O filme mais uma vez lida com uma questão de saúde
pública romena, ao filmar uma jovem grávida que
procura alguém que lhe faça um aborto ilegal.
Esse
é também um cinema dissimulado, obtuso, que esvazia
seus personagens em prol de uma imparcialidade, colocando-os em
estado apático para lançá-los em pequenas
espirais de horror. Em seus filmes seguintes, ambos parecem tentar
radicalizar esse estilo, depurando ao máximo esse esvaziamento
para evitar quaisquer tipos de julgamentos morais de seus personagens.
Tanto Aurora, de Cristi Puiu, quanto este Além
das Montanhas lidam também com questões sociais
e éticas, mas agora buscam realinhá-las a partir
de uma perspectiva psicológica, de traumas e conflitos
existenciais que afligem a sociedade romena. No caso de Aurora,
a história é sobre um homem, pai de família,
que sem motivos aparentes, assassina uma a uma todas pessoas próximas
a ele. É um exercício radical, austero e perturbador
de 3 horas de duração. Além das Montanhas,
na mesma esteira, parte de subjetivações para personagens
que nunca se revelam diante da câmera.
É, então, um filme sobre o invisível, uma
vez que, para além do apagamento das motivações
que movem os personagens, tenta lidar diretamente com questões
de fé e espiritualidade. Mungiu segue esse processo de
radicalização encampado por Puiu, nos colocando
diante de um espiral de desespero e crueldade muito maior do que
o aquele visto em Aurora. Afinal, agora, por mais imparcial
que o filme tente ser, ele é sobre as vítimas e
não sobre o algoz. Nesse sentido, é interessante
que Além das Montanhas tenha sido premiado em
Cannes justamente como melhor roteiro, quando estão nele
as suas maiores deficiências. Existe, acima de tudo, uma
incompatibilidade entre forma e conteúdo que revelam um
enorme cinismo de Mungiu ao lidar com as questões religiosas
de seu país. Pois, por mais que ele esconda as verdadeiras
motivações de seus personagens, elas estão
ali, cristalinas, pra não dizermos óbvias, através
do roteiro. Mungiu decididamente tem uma posição
claramente anti-clerical, e, apesar de se furtar a tanto, realiza
um filme moralista, dissimulado tal qual seus personagens. Todos
eles já estão condenados desde o primeiro momento,
foram julgados e sentenciados antes mesmo do filme começar.
Afinal,
mesmo que as personagens do padre e das freiras pareçam
cheios de boa vontade, cheios de amor para com a fé e para
com o próximo, eles são sabotados pelas sutilezas
de um roteiro que insinua o tempo todo as sua vilanias. Sutilezas
que, aqui, são costuradas através de alguns diálogos
e enquadramentos que dão a entender que eles são,
acima de tudo, monstros tentando exorcizar uma mulher possuída
por amor. As protagonistas, nesse sentido, são construídas
como vítimas, garotas que se conheceram num orfanato e,
após anos de separação, se encontram em Bucareste,
onde uma delas vive num convento na zona rural da cidade. Mungiu
filma ressaltando todo um contexto arcaico, sujo e escuro, construindo
uma atmosfera de horror, dando a impressão de que em alguns
momentos o filme se passa na idade média, mesmo diante
do extremo realismo das imagens.

Dados fornecidos ::
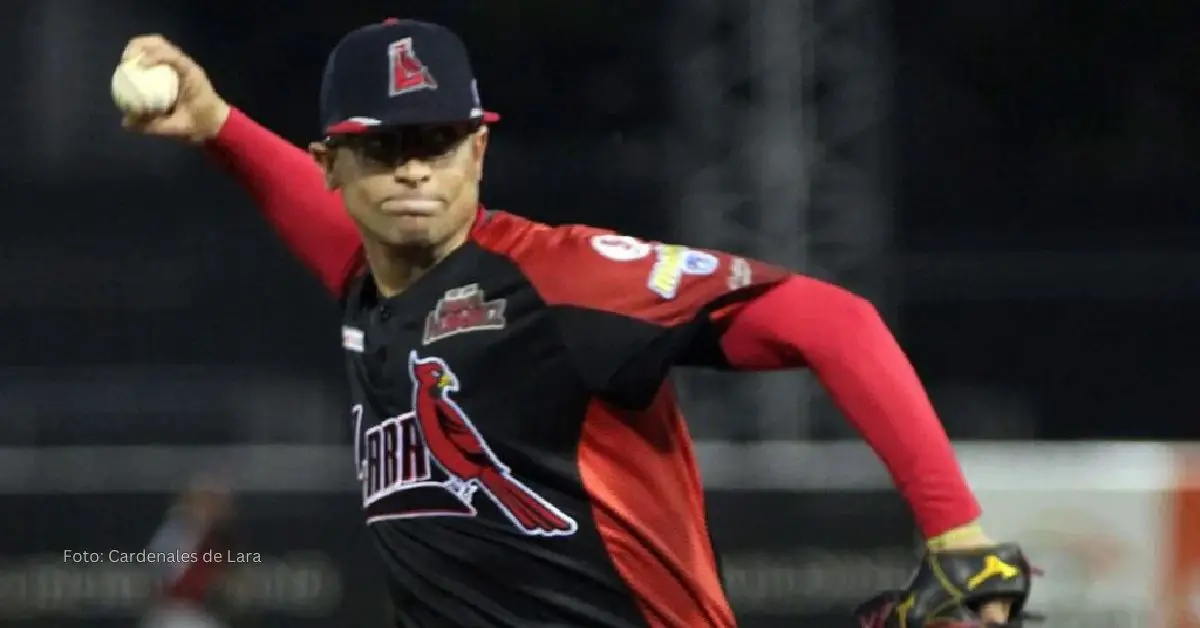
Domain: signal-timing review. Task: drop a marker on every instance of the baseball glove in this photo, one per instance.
(949, 585)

O que fazer ::
Dê seguimento à crítica sobre o filme Além das Montanhas, partindo da última frase mostrada.

Resultado do exercício ::
É nesse momento que Mungiu parece revelar as deficiências
de seu projeto, uma vez que o filme insiste em manter a rigidez
de seu procedimento estético, reforçando o realismo
desse cinema árido acima de tudo. Afinal, por mais que
Mungiu resseque toda a sua encenação e minimalize
todas as ações dos personagens, a maneira como o
roteiro se desenvolve faz pensar mais nos filmes de Lars Von Trier
(de Onda do Destino, Dançando no Escuro e Dogville),
nos quais os personagens são transformados em conceitos
morais para, ao final, o cineasta poder delinear uma fábula
sobre o horror da condição humana. A diferença
está apenas na maneira como o realismo condiciona a sua
relação com o espectador.
E é bastante sintomático que Mungiu construa seu
filme sobre um tom de austeridade, seriedade, para ao final derrubar
todas as peças de um jogo que ele tentava esconder, zombando
dos próprios personagens, numa sequência final na
qual o diretor parece querer então fazer o seu comentário
sobre o horror incompreensível da humanidade. Num rádio,
escutamos que um pai assassinou toda a sua família sem
motivos aparentes (Aurora?), e logo em seguida ouvimos
os comentários dos policiais refletindo sobre a complexidade
da condição humana, indagando os porquês
de tamanha monstruosidade. Se Puiu, em sua radicalização
conseguiu provocar tais reflexões de maneira bastante consistente
e perturbadora com Aurora, de fato nos colocando diante
de um personagem opaco para, a partir daí, nos revelar
suas complexidades, o transformando em um enigma indecifrável,
Mungiu por sua vez, em Além das Montanhas, nos
entrega personagens já desvendados, chapados, que, por
mais que tentem se esconder nas sombras, já têm seu
retrato falado divulgado desde o princípio, como representações
malignas da condição humana, sanguessugas de uma
sociedade corrompida pelas raízes do mal. A aproximação
com Von Trier passa então a fazer todo o sentido: Mungiu,
agindo aqui como Deus, lança sua heroína dentro
do filme para levar amor aos personagens, cada um representante
das mazelas da condição humana, que mais tarde irão
crucificá-la em nome de seus papéis de homens impuros
e vazios de amor. Se o filme se faz previsível desde os
primeiros momentos, ao final, saberemos exatamente quem é
quem nesse jogo de cartas marcadas erigido por Mungiu.